Reproduce every line of the records below word for word, changing nothing and leaving nothing out.

BEGIN EXTRACTED RECORDS

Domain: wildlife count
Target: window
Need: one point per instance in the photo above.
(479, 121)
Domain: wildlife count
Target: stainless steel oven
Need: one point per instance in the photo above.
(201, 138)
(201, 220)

END EXTRACTED RECORDS

● **EXPECTED ANSWER**:
Domain: wildlife count
Target: window
Need: one point per instance in the photo above.
(479, 121)
Domain: wildlife count
Target: stainless steel oven
Need: one point per instance in the photo above.
(201, 138)
(201, 220)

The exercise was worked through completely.